# Page extract:
━━━━━━
# Need a better sun shade for Chicco Keyfit 30



## Beauchamp (Jan 12, 2009)

Not technically "safety", unless you count sun safety







...I'm looking for something like a sun shade clip-on or something to extend the woefully lacking, awfully small sun shade on our Chicco Keyfit 30. To clarify, this is for use when it's used with the snap n go stroller, NOT in the car (I don't think that would be safe, correct?)

We went to the zoo yesterday and the sun was awful. DS was sleeping, so we put him on top of a cotton blanket in the car seat/snap n go and pushed him through some limited shady areas. WHen we went through a ton of sun I held a muslin blanket over him. It was a royal pain. I figured he'd sweat way too much in our Beco, but I really need a good shade since we have a vacation coming up, and I'd like to have the option of him laying down to sleep but in a way so he can still feel some breeze (i.e. not draping the blanket over him)

Ideas?


----------



## LaughingHyena (May 4, 2004)

We had a parasol similar to this http://www.toysrus.com/product/index.jsp?productId=10954758

Ours had a clip which you would leave on the pushchair, even when folded. The parasol stem just twisted into it. It was a nice addition to the hood on the pushchair as it could be angled to give the most shade, I also liked being able to easily switch it between pushchairs (we had a single and a double)

The ray shade ones always looked like they gave good protection to me but they need to fit over the hood of the pushchair so I'm not sure if they would work with a car seat frame.


----------
━━━━━━
Rows pointing to named objects
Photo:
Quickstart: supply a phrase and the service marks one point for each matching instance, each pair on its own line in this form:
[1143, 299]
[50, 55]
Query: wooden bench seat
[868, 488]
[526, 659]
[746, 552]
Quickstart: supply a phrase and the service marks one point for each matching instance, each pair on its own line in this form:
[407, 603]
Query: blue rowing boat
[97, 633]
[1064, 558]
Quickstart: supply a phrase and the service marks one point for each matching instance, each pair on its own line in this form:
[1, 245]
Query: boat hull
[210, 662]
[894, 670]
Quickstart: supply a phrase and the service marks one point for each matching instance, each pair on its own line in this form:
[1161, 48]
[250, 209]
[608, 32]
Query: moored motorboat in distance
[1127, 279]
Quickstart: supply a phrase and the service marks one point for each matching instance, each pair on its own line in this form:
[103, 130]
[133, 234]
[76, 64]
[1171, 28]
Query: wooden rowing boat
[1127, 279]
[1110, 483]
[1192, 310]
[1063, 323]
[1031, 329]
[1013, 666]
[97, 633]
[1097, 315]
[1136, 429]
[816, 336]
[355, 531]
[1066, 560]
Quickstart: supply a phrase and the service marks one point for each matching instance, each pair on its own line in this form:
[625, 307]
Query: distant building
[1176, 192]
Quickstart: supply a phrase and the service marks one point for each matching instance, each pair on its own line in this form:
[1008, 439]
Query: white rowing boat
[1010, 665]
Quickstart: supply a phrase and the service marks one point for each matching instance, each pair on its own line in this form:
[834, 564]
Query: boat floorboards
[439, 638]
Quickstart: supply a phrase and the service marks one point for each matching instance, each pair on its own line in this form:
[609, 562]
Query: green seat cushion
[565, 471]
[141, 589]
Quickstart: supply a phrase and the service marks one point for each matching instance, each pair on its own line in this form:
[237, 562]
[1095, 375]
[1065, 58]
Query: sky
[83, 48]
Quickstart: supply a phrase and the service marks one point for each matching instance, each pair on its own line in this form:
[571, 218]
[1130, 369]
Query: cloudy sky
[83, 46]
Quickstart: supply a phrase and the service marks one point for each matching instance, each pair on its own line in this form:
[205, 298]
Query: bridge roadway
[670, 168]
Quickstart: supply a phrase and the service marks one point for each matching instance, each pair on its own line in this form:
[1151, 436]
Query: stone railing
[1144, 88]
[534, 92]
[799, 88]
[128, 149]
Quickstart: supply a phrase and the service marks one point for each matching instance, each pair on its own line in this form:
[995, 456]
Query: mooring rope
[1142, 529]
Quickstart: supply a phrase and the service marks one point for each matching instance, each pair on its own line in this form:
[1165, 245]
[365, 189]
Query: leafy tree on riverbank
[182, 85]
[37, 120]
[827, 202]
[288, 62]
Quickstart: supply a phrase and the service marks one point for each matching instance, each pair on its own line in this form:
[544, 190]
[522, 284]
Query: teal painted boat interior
━━━━━━
In the sun shade thread, does the text support each statement below? Answer yes or no, and quote the deciding words.
1. The first poster wants the extra shade for use in the car.
2. The parasol clip stayed on the pushchair even when folded.
3. The second poster is sure ray shades would work with a car seat frame.

1. No: "this is for use when it's used with the snap n go stroller, NOT in the car"
2. Yes: "Ours had a clip which you would leave on the pushchair, even when folded."
3. No: "I'm not sure if they would work with a car seat frame."